**OBJECTIVE:**
Count the lines below that contain the string "barren" and give only that number.

<<<<

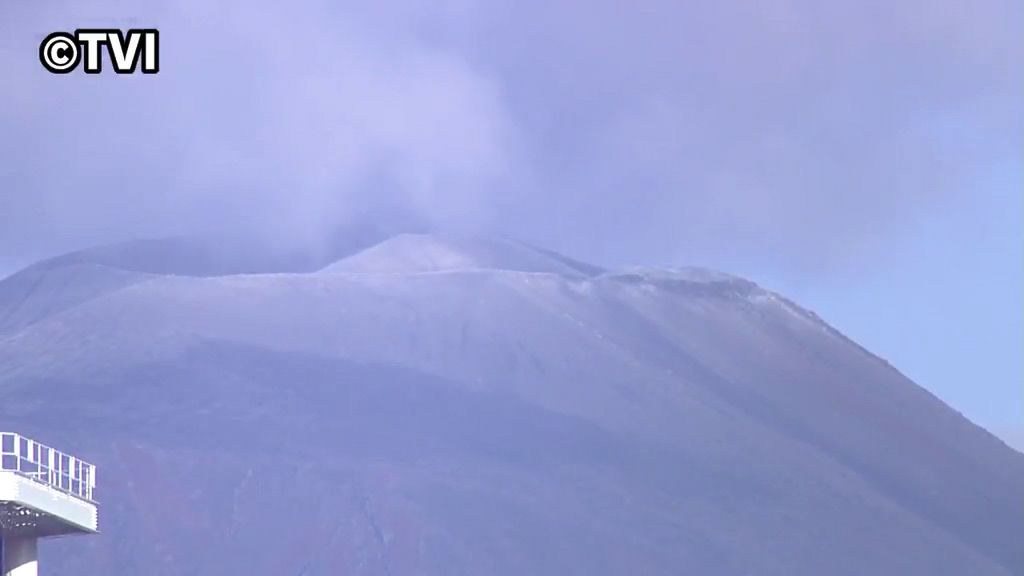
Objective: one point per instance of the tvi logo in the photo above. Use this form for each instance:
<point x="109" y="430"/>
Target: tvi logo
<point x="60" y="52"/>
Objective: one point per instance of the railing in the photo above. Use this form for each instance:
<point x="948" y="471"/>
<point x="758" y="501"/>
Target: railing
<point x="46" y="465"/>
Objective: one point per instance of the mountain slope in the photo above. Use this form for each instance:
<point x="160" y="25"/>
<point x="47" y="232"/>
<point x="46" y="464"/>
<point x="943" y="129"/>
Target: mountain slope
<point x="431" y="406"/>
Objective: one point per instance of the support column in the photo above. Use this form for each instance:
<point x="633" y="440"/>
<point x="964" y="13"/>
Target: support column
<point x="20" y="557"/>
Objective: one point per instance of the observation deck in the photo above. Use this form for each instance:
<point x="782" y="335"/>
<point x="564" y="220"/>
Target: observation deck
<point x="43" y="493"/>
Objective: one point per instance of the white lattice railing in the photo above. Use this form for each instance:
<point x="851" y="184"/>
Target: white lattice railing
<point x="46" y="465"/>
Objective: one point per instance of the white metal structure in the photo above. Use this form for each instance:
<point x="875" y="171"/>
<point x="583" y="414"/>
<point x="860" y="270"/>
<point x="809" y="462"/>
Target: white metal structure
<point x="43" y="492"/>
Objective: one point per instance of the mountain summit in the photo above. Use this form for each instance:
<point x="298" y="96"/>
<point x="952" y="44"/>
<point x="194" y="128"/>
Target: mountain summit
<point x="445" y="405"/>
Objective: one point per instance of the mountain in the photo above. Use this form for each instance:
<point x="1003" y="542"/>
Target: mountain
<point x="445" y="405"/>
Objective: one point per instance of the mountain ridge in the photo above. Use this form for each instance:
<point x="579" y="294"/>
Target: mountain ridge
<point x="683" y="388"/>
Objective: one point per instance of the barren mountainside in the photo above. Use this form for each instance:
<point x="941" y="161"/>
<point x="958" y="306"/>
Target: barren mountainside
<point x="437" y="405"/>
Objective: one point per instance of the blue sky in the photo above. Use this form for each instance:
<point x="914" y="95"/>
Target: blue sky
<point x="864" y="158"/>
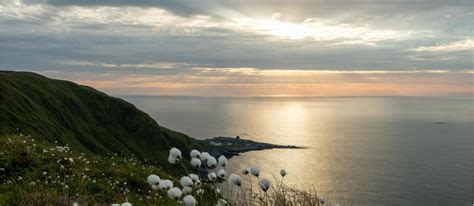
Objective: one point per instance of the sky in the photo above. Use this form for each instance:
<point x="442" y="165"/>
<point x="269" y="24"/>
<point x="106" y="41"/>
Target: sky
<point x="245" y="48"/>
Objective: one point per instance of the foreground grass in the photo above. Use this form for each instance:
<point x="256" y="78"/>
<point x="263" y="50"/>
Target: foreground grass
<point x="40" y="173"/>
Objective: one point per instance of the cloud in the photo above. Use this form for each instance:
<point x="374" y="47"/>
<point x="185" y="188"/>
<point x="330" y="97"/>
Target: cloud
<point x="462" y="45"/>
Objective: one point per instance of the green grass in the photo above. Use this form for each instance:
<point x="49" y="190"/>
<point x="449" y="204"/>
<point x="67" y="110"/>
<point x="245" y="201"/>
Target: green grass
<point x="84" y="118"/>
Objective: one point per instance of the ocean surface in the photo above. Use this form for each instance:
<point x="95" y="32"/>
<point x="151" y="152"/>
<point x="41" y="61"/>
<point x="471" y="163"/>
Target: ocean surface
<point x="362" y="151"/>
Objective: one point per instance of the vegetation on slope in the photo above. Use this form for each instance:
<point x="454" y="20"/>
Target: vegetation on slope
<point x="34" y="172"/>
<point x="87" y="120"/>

>>>>
<<<<

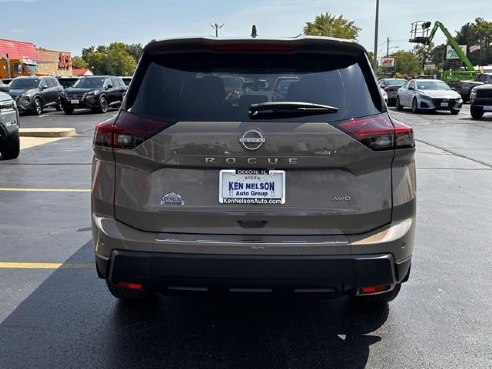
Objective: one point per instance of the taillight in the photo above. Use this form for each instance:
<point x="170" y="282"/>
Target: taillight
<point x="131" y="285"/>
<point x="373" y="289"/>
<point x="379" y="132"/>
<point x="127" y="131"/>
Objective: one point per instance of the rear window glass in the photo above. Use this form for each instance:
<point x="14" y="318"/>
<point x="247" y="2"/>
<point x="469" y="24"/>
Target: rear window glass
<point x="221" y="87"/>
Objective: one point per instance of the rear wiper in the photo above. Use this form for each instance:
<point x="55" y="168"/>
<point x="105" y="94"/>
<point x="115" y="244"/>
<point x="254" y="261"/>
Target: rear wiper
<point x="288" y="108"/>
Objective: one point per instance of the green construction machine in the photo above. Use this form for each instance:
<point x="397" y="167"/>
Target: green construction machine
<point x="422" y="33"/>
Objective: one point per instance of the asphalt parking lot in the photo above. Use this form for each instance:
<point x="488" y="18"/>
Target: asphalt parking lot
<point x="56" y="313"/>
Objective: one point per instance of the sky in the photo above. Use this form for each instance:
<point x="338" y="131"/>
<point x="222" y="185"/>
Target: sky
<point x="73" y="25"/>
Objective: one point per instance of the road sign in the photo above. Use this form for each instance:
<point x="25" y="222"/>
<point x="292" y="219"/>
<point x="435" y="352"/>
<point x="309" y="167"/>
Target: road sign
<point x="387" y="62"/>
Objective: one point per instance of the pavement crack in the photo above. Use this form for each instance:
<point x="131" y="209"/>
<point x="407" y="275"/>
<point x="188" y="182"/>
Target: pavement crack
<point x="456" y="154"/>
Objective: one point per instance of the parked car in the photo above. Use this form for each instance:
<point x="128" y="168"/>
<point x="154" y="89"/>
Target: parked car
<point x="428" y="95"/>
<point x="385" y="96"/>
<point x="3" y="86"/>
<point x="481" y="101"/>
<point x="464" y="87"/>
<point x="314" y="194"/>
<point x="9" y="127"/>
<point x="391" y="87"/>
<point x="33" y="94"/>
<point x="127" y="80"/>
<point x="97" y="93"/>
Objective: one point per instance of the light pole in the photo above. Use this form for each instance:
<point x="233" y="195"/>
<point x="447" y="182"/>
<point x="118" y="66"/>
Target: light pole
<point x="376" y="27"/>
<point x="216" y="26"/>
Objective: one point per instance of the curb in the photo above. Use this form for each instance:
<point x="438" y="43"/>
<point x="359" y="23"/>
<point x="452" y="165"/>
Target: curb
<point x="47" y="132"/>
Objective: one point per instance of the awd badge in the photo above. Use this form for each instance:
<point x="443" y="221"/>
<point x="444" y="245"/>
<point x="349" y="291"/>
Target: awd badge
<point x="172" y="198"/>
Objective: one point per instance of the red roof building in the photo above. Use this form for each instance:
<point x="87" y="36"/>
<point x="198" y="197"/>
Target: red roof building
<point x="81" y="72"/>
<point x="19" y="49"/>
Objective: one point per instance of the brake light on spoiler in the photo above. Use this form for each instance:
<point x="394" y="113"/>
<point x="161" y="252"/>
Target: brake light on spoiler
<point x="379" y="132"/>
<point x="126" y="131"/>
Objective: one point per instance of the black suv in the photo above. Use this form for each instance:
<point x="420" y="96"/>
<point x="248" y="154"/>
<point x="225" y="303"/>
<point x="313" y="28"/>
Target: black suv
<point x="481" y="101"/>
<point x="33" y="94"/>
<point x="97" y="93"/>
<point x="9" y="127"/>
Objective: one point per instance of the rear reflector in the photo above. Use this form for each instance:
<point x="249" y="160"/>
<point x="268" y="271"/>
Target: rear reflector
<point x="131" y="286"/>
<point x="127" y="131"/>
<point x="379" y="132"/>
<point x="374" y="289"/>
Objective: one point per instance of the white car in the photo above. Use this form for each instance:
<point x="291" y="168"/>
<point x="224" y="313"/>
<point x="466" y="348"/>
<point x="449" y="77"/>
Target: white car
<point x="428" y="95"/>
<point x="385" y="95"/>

>>>>
<<<<

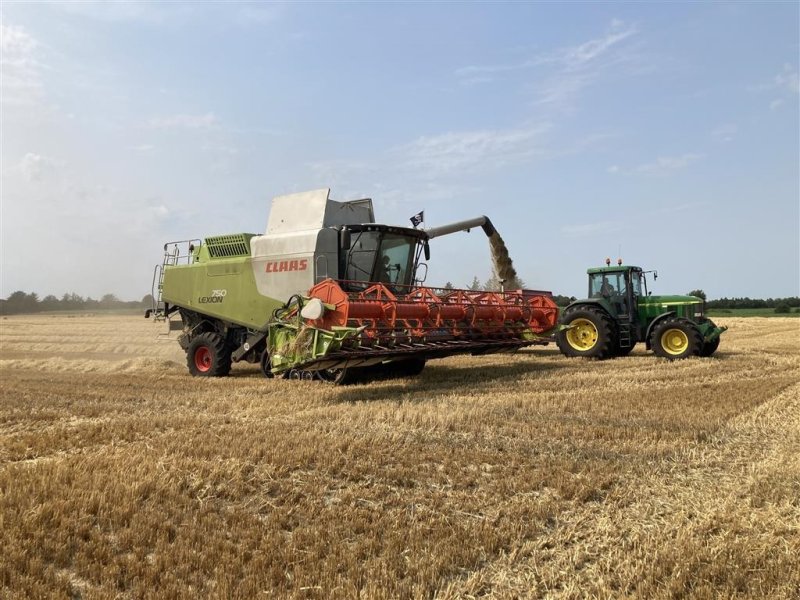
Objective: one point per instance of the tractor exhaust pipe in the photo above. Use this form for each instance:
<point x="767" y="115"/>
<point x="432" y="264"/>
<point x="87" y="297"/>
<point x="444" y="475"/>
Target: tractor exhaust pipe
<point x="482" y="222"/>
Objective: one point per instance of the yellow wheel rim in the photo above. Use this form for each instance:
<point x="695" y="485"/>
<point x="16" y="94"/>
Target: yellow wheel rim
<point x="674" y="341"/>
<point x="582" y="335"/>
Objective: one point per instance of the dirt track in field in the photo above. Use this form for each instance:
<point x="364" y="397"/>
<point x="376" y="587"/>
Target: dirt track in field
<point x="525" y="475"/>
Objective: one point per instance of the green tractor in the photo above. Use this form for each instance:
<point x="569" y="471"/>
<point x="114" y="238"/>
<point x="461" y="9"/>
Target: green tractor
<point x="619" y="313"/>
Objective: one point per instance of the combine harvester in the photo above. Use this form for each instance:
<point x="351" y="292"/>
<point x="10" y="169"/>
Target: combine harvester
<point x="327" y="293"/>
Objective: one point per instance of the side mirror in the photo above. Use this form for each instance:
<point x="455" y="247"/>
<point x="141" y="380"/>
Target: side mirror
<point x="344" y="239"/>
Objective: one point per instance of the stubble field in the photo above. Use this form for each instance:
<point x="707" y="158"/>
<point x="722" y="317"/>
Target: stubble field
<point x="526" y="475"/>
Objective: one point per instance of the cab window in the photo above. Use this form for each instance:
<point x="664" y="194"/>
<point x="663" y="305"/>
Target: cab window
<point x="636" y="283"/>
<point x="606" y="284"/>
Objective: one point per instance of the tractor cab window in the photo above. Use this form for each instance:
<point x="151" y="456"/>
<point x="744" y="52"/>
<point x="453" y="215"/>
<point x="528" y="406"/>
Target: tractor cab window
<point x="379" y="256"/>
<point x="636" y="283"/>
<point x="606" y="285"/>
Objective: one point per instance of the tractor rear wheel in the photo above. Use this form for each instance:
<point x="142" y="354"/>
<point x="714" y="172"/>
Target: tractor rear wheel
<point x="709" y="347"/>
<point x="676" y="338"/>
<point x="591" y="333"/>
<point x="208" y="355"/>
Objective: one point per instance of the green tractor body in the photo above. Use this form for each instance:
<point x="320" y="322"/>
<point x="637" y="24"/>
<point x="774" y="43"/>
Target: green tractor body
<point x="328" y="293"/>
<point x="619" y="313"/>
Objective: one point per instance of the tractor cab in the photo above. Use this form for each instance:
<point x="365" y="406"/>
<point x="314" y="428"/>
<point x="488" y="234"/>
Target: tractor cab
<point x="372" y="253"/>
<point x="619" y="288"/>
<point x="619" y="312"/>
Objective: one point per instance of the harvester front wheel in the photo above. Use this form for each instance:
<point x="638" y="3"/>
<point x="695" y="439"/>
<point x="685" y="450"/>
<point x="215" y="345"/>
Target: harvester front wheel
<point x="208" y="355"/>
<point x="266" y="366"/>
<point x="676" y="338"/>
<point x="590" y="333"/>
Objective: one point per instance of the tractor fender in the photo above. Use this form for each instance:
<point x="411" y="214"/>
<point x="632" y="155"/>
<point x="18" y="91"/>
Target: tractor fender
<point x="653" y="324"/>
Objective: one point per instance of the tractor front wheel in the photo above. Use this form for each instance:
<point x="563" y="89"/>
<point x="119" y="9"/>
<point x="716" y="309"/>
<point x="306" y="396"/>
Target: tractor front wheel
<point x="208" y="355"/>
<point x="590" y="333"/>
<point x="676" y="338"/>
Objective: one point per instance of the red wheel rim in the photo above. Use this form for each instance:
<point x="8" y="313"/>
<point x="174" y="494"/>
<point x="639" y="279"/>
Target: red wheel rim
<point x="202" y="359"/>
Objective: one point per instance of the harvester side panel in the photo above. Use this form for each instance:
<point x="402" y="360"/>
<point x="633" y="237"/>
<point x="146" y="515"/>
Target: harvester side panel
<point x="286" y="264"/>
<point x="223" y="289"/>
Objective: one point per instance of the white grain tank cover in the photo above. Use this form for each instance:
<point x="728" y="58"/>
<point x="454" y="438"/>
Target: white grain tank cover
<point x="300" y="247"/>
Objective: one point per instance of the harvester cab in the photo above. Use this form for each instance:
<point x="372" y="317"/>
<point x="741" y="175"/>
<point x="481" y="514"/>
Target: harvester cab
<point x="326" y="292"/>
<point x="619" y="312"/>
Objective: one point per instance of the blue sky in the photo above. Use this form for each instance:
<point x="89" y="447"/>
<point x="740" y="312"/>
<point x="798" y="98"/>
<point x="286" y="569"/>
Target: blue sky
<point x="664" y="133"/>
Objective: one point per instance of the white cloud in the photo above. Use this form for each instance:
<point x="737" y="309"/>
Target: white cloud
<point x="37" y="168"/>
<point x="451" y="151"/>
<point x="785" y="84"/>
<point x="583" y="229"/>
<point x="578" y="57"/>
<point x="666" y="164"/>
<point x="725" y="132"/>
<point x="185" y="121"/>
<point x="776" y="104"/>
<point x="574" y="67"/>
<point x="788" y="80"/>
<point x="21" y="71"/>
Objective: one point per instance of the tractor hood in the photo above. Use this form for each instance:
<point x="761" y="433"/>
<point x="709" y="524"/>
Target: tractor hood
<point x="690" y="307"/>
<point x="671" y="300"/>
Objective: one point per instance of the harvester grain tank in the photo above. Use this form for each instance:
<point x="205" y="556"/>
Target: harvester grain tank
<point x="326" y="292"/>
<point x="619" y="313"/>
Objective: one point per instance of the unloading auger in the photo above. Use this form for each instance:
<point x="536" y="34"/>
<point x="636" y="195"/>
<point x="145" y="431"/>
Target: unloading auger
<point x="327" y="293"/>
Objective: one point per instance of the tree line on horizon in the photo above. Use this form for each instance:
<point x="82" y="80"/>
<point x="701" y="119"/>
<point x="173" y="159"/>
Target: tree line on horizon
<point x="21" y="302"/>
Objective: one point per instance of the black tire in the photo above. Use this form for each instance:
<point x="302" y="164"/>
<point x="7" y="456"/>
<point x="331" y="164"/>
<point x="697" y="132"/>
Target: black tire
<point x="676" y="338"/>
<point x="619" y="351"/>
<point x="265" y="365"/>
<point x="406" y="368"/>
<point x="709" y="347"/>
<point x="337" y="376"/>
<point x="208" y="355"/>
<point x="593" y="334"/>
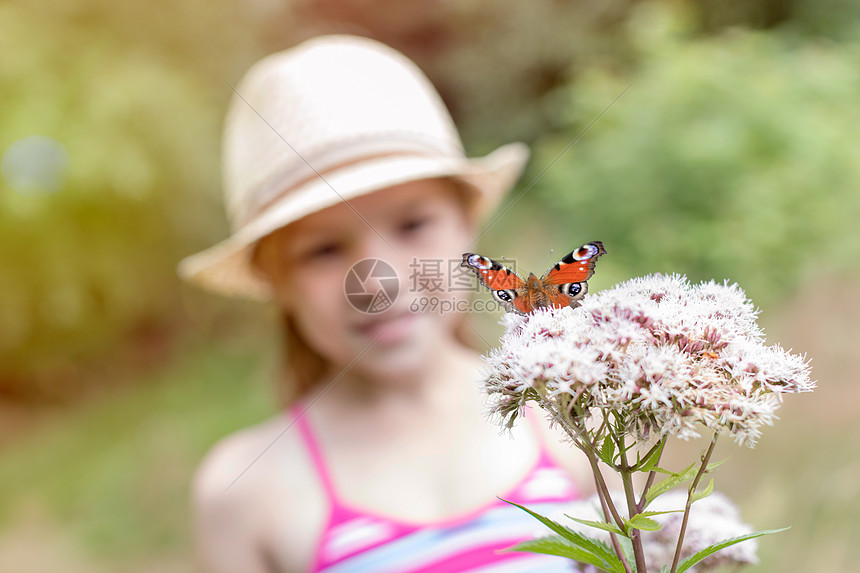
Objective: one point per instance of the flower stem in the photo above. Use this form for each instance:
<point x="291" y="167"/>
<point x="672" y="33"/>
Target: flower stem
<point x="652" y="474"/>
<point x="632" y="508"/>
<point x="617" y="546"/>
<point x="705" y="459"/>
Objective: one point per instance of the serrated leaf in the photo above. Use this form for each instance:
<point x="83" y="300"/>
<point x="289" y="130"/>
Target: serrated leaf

>>>>

**ANSWER:**
2